**YOUR OBJECTIVE**: Extract each of the lines below and reproduce every one unchanged, character for character.

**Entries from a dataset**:
========================================================================

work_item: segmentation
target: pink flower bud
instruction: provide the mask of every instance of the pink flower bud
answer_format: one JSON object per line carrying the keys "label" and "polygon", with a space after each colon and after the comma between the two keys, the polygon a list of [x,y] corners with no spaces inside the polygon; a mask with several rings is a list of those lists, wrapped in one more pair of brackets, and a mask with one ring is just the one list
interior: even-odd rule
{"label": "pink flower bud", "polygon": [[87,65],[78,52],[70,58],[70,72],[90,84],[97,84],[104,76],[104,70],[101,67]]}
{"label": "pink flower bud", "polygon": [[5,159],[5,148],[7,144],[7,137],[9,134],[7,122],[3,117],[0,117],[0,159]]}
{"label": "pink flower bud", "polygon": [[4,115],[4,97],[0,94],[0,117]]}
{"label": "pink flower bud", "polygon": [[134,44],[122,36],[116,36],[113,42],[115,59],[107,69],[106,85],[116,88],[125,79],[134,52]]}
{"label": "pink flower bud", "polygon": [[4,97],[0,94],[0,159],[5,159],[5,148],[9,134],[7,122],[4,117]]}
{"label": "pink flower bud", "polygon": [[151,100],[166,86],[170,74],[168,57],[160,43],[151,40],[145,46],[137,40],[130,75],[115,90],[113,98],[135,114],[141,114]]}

========================================================================

**WRITTEN ANSWER**:
work_item: segmentation
target: pink flower bud
instruction: provide the mask of every instance of the pink flower bud
answer_format: one JSON object per line carrying the keys "label" and "polygon", with a space after each colon and after the comma between the two keys, the polygon a list of [x,y] corners with no spaces inside the polygon; a mask with several rings is a list of those lists, wrapped in one more pair of brackets, and a mask with one ring is just the one list
interior: even-odd rule
{"label": "pink flower bud", "polygon": [[87,65],[78,52],[70,58],[70,72],[90,84],[97,84],[104,76],[104,70],[101,67]]}
{"label": "pink flower bud", "polygon": [[5,159],[5,148],[7,144],[7,137],[9,134],[7,122],[3,117],[0,117],[0,159]]}
{"label": "pink flower bud", "polygon": [[4,115],[4,97],[0,94],[0,117]]}
{"label": "pink flower bud", "polygon": [[134,44],[122,36],[116,36],[113,42],[115,59],[107,69],[106,85],[116,88],[125,79],[134,52]]}
{"label": "pink flower bud", "polygon": [[4,97],[0,94],[0,159],[5,159],[5,148],[9,134],[7,122],[4,117]]}
{"label": "pink flower bud", "polygon": [[151,100],[166,86],[170,74],[168,57],[160,43],[151,40],[145,46],[137,40],[130,75],[115,90],[113,98],[135,114],[141,114]]}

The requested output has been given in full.